* JOB: Reproduce the stretch from the line containing "Show me open shelving niche." through the line containing "[419,0,640,211]", replacing "ceramic vase" with "porcelain vase" and leaving everything else unchanged.

-- START DATA TO PROCESS --

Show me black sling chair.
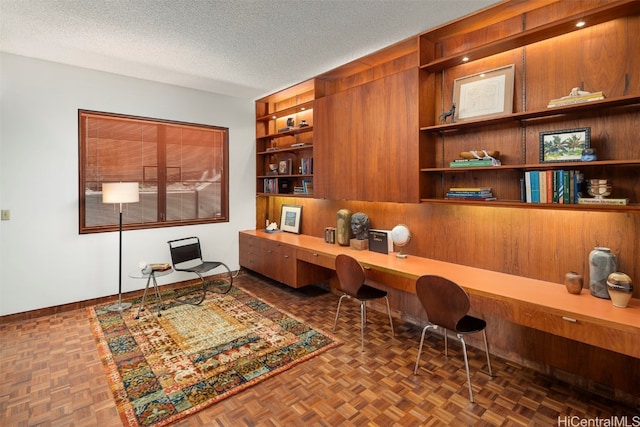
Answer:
[167,237,233,305]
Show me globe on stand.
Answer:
[391,224,411,258]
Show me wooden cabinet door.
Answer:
[314,69,419,203]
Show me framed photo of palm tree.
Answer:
[540,128,591,163]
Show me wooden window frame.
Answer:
[78,109,229,234]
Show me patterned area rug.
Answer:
[87,286,341,427]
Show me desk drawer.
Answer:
[296,249,336,270]
[517,304,640,357]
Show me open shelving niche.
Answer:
[420,1,640,212]
[256,80,315,197]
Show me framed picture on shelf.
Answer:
[278,159,291,175]
[453,64,515,121]
[280,205,302,234]
[540,128,591,163]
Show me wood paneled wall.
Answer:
[258,197,640,404]
[258,197,640,298]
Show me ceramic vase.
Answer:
[607,272,633,308]
[589,247,618,299]
[564,271,584,295]
[336,209,353,246]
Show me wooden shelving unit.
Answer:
[256,79,315,197]
[419,0,640,212]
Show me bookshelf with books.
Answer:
[255,79,316,197]
[419,0,640,211]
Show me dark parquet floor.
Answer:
[0,274,640,427]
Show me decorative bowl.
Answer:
[607,271,633,308]
[587,179,612,199]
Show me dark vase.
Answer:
[589,247,618,299]
[336,209,353,246]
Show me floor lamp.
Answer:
[102,182,140,311]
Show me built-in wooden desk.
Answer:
[240,230,640,359]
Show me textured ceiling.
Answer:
[0,0,495,99]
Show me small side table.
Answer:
[129,268,173,319]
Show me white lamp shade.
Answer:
[102,182,140,203]
[391,224,411,246]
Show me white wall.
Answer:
[0,54,255,315]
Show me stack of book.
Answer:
[449,158,502,168]
[300,157,313,175]
[547,92,604,108]
[523,169,584,204]
[446,187,496,201]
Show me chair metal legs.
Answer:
[174,262,233,305]
[413,323,438,375]
[333,294,349,332]
[333,294,395,351]
[413,324,493,403]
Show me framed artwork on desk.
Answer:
[280,205,302,234]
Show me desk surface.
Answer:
[242,230,640,340]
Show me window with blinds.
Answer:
[78,110,229,233]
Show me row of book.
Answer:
[449,158,502,168]
[293,179,313,194]
[300,157,313,175]
[446,187,496,201]
[262,178,291,194]
[523,169,584,204]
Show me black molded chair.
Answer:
[167,237,233,305]
[333,254,395,351]
[413,276,493,402]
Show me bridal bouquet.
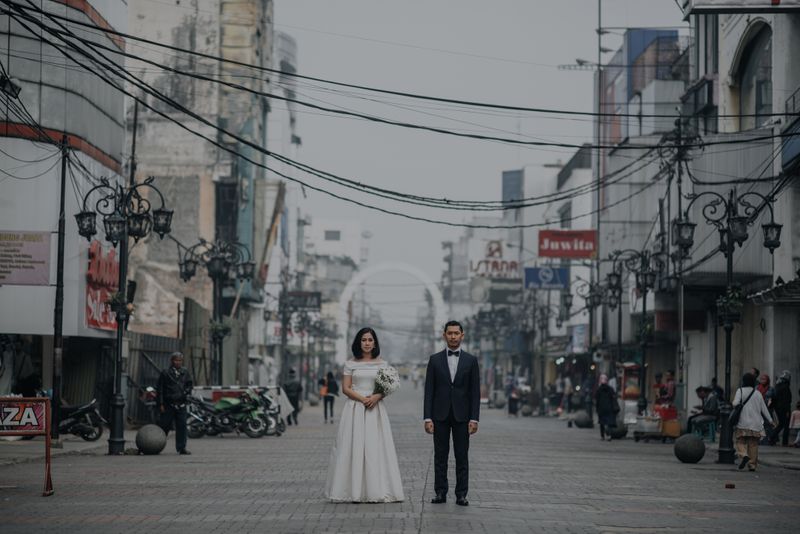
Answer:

-- END DATA TO PROCESS --

* SOLUTION TO THE PROBLEM:
Show me open shelving niche.
Answer:
[420,1,640,212]
[256,80,315,197]
Show me framed picture on shelf.
Answer:
[278,159,291,175]
[453,64,515,121]
[280,205,302,234]
[540,128,591,163]
Show me wood paneled wall.
Answer:
[258,197,640,404]
[258,197,640,298]
Show me porcelain vase.
Answer:
[607,272,633,308]
[589,247,618,299]
[564,271,584,295]
[336,209,353,246]
Show me wooden shelving unit.
Answer:
[256,79,315,197]
[419,0,640,212]
Show me bookshelf with books.
Answer:
[255,79,316,197]
[419,0,640,211]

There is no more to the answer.